◆ DOCUMENT TEXT
Please can you explain Geneva Call’s mission, and your role as Director of Operations at Geneva Call?
Geneva Call is a field-based, neutral, impartial and independent international humanitarian organisation with the unique mission to protect civilians by strengthening the respect of humanitarian norms by armed non-State actors. In order to promote the protection of civilians, Geneva Call uses a wide range of targeted and innovative tools among armed non-State actors, including Deed of Commitments.
As the Director of Operations, I provide strategic direction and oversight for the overall development of Geneva Call’s programs worldwide with a view to ensure that they effectively respond to the field needs, guide our staff security management system, and oversee the monitoring, review and evaluation of our operations.
During your time with Geneva Call, what trends and challenges have you witnessed related to ensuring compliance with International Humanitarian Law (IHL) and International Human Rights Law (IHRL) by armed non-State actors (ANSAs)?
Armed non-State actors are a major player in contemporary armed conflicts, hence the need to engage them with a view to foster compliance with IHL and IHRL. In our work, Geneva Call has identified three major challenges.
First, Geneva Call has observed an increasing trend for fragmentation and volatile alliances of ANSAs, coupled with longer, protracted armed conflicts. Developing a sustained humanitarian engagement with the aim to create long lasting behavioural change is more challenging when the internal structures of ANSAs are not stable or more horizontal. Therefore, it is crucial to engage not only the leadership of an ANSAs, but also other members as they could potentially belong to another ANSA in the future. However, this is not only a challenge, but also an opportunity. For example, when an ANSAs joins a broader umbrella alliance, they can open the door for the humanitarian engagement of other ANSAs in that alliance or exercise peer pressure to foster compliance.
Second, since 2014, against the background of the so-called foreign fighter phenomenon, Geneva Call has seen a new wave of counter-terrorism laws and policies that negatively affect humanitarian action, including the humanitarian engagement of ANSAs: some of these laws and policies potentially criminalise or de-legitimise the humanitarian engagement of ANSAs, including for the purpose of fostering their compliance with IHL and IHRL. This is particularly the case for ANSAs that are also designated terrorist groups.
Finally, an estimated 66 million peoples live in areas under the control of ANSAs where ANSAS exercise government functions, such as for example the administration of justice or the provision of education. Governance by ANSAs raises a different set of compliance challenges than for example the conduct of hostilities and is often linked to capacity and available resources. Similarly, some of the most consequential environmental impacts of armed conflict are observed in territories under the control of ANSAs, for example waste accumulation or unsafe exploitation of nature resources. Moreover, in our efforts to address climate change and environmental degradation more generally, we must ensure that our efforts include territories under the control of ANSAs. The humanitarian engagement of ANSAs is necessary to address all these issues.
In October 2021, a High-Level Event on action in support of preventing and ending famine was organised by OCHA, FAO and WFP. In your opinion, how does IHL mitigate hunger and prevent famine in armed conflict?

◆ RAW RECORDS
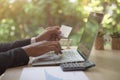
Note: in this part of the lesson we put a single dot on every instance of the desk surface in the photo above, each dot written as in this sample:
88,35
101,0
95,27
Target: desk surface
107,67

◆ WORK TO BE COMPLETED
Translate this sentence from the Geneva Call interview into Spanish: "Armed non-State actors are a major player in contemporary armed conflicts, hence the need to engage them with a view to foster compliance with IHL and IHRL."

◆ EXERCISE SOLUTION
Los actores armados no estatales son un actor importante en los conflictos armados contemporáneos, de ahí la necesidad de interactuar con ellos con miras a fomentar el cumplimiento del DIH y del DIDH.